_AUFGABEN UND ÜBUNGEN_
1. Seit welchem Jahr wird laut dem Lesetext über Literaturwissenschaft „anspruchsvolle“ Literatur geschaffen, die gezielt die Kritik anspricht?
2. Schreiben Sie aus dem Lesetext über Literaturwissenschaft den Abschnitt ab, der mit den Worten „Dass die Literaturwissenschaft“ beginnt und mit „Literaturdebatte wahren muss.“ schließt.
3. Führen Sie den Lesetext über Literaturwissenschaft im Anschluss an seinen letzten Satz fort.

_LESETEXT_
===

Dass die Literaturwissenschaft die Literatur zu eigenem Nutzen definierte, um damit ein breit diskutierbares Thema zu gewinnen, ist eine heikle Feststellung. Wenn dem so ist, dann sind alle Versuche, schlicht auf die Literatur zu sehen und dabei zu erfassen, was Literatur eigentlich ist und auszeichnet, nicht das, was sie vorgeben. Sie sind dann tatsächlich Versuche, aus dem Bereich der Wissenschaften heraus festzulegen, was Literatur sein soll, und was mit ihr adäquaterweise gemacht werden soll – Interaktionen der Literaturkritik mit dem Buchmarkt, mit Autoren und mit der Gesellschaft, die Bücher liest und Diskussionen aufgreift. Die unbequeme Lösung erklärt allerdings dann auch, warum jede Literaturdefinition sofort Widerspruch der Öffentlichkeit auf sich zieht, die hier vielfältigste Interessen an der Literaturdebatte wahren muss.
„Anspruchsvolle“ Literatur, die seit 1750 geschaffen wurde, spricht gezielt die Kritik an, sie unterscheidet sich grundlegend von der vorangegangenen Produktion an Romanen, Dramen und Gedichten. Wir verfügen mit ihr der modernen Literatur über Hinweise darauf, wie sie diskutiert sein will. Zu dem, was die Autoren taten, um Diskussionen zu entfachen, kommt, was die Verlage tun, um die Literaturkritik zu erreichen.

===

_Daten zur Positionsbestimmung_
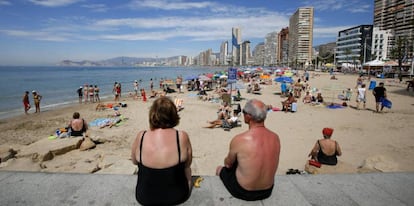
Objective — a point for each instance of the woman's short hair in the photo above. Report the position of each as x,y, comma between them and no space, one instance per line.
163,114
76,115
257,111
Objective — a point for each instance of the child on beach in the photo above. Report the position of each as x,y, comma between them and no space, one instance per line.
144,96
26,102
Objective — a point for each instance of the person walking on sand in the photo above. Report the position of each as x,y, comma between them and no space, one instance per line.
151,85
85,92
26,102
163,155
144,96
96,91
80,94
253,158
36,98
361,95
379,92
135,85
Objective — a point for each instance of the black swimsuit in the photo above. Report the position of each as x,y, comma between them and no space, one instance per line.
78,133
228,176
167,186
327,159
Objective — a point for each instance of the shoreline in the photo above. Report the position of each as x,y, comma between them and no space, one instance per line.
363,135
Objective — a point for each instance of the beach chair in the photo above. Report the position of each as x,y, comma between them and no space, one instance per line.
179,104
226,98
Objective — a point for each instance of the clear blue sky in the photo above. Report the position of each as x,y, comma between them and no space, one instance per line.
44,32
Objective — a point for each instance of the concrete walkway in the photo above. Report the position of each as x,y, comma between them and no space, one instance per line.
26,188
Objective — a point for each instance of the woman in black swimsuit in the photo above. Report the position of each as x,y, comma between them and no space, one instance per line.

===

_LÖSUNGEN_
1. Seit 1750.

2.
Dass die Literaturwissenschaft die Literatur zu eigenem Nutzen definierte, um damit ein breit diskutierbares Thema zu gewinnen, ist eine heikle Feststellung. Wenn dem so ist, dann sind alle Versuche, schlicht auf die Literatur zu sehen und dabei zu erfassen, was Literatur eigentlich ist und auszeichnet, nicht das, was sie vorgeben. Sie sind dann tatsächlich Versuche, aus dem Bereich der Wissenschaften heraus festzulegen, was Literatur sein soll, und was mit ihr adäquaterweise gemacht werden soll – Interaktionen der Literaturkritik mit dem Buchmarkt, mit Autoren und mit der Gesellschaft, die Bücher liest und Diskussionen aufgreift. Die unbequeme Lösung erklärt allerdings dann auch, warum jede Literaturdefinition sofort Widerspruch der Öffentlichkeit auf sich zieht, die hier vielfältigste Interessen an der Literaturdebatte wahren muss.

3.
Anspruchsvolle Literatur verkauft sich primär über den sekundären Diskurs. Trivialromane können auf jede öffentliche Debatte verzichten. Ein moderner Roman, ein junger Dramatiker sind dagegen nichts, wenn es ihnen nicht gelingt, Rezensionen auf sich zu ziehen, und sie haben gewonnen, wenn sie eine breite Würdigung im Feuilleton finden. Eine vollständigere Literaturgeschichte der Moderne wird das komplette literarische Leben erfassen, das dem einzelnen Stück und dem einzelnen Roman Funktionen im gesellschaftlichen Leben gibt: Existenz auf dem Buchmarkt, Anerkennung in der Presse, Behandlung in Schulen und literaturwissenschaftlichen Seminaren der Universitäten.
Problematisch bleiben unsere Rekonstruktionen der Literaturgeschichte. Die meisten Zusammenhänge, die sie etablieren, dürften eine erneute Befragung verdienen.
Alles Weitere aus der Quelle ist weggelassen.